What is not so fanciful is that Santa Ana did go into exile in the United States, seeking refuge on Staten Island. Taking along a large supply of chicle, he was hoping to find a way to change it into rubber and thus restore his fortunes. His New York landlord, a photographer named Adams, struggled unsuccessfully for months to change the gum into rubber, but eventually switched over to chewing gum of chicle. This Mexican rubber variant is chewy only within a narrow temperature range, getting brittle when cold, and sticky when hot. The outcome of this bizarre episode was the Adams brand of chewing gum, a dominant feature of our culture until 1922 when William Wrigley, Jr. of Chicago added a mint flavor and made a great fortune selling the hope that minty taste would clean your teeth, sweeten your breath, and improve attractiveness to the opposite sex. Wrigley must have been a great businessman, since the Wrigley Building still dominates central Chicago, while everyone knows about Wrigley baseball field, and his descendants even run a private railroad through the Copper Canyon south of Tucson into Mexico. Wrigley's winter mansion sits on top of a small mountain outside of Phoenix, once affording a grand view of the surrounding desert for many miles. But subprime mortgages helped build up the desert, so at night there is now a sparkling view of the lights of Phoenix suburbs, longingly gazing up at Wrigley's mountain fastness filled with pictures of relatives who got themselves great notoriety, mostly related to unfortunate escapades with love.

COLLECTED DATA:
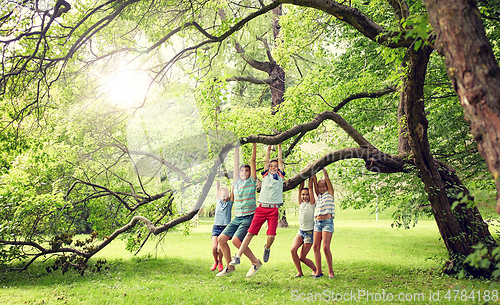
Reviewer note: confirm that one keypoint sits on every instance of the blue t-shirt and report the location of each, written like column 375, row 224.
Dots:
column 223, row 212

PROBLEMS TO WORK ON:
A - Translate this sentence from the passage on chewing gum into Spanish: "This Mexican rubber variant is chewy only within a narrow temperature range, getting brittle when cold, and sticky when hot."
B - Continue the passage on chewing gum from the point where it ends.

TASK-BY-TASK RESULTS:
A - Esta variante mexicana del caucho solo es masticable dentro de un rango estrecho de temperatura: se vuelve quebradiza cuando hace frío y pegajosa cuando hace calor.

B -
Well, whatever. By 1960 a cheaper synthetic chemical came to replace chicle in Chiclets without distressing the customers and seemingly making it commercially practical to spread this central feature of American culture to Asia, Europe and beyond, with the notable exception of France which makes their cultural superiority a point of national pride. On further reflection, if they prefer vintage chicle to the present chemically improved synthetic, the French may have an important insight. Just look at our filthy sidewalks.

Other cities may be more diligent in scrubbing their sidewalks, but at least in Philadelphia, the new synthetic chewing gum is leaving its mark. The realization gradually creeps up on you that sidewalks near popular corners of the center city are spotted with round black spots, slightly larger than a silver dollar, but uniformly black. Just what the sidewalks around high schools look like, I tremble to consider. But those city corners where a sidewalk vendor parks his cart are particularly peppered, representing the disgusting habit of spitting the chew-gum on the sidewalk before eating the hot dog. The detritus is flattened out by someone's shoe, and the result is quite distinctive. As I was contemplating a particularly loathsome street corner, a passing Philadelphia Grand Dame shared her insight with me that the gum attracts dirt and gets black. I somehow doubt that because it is such a uniform blackness. It seems more likely that the trade secret chemical deteriorates in the sunlight, and being less sticky than the traditional goo, sticks to the sidewalk instead of the shoe which squashes it.

So think this over. Someone was recently chewing that stuff; would you kiss that person? If it's fresh enough, it might transmit the flu virus to your shoe; ye Gods, maybe the HIV virus, perish the thought. There's a great absence of evidence about the disease transmissibility of this unknown material. Maybe our congressmen should take a recess from blaming Wall Street for the decline of Greece and Portugal. And make chew-gum scoopers just as mandatory as pooper scoopers.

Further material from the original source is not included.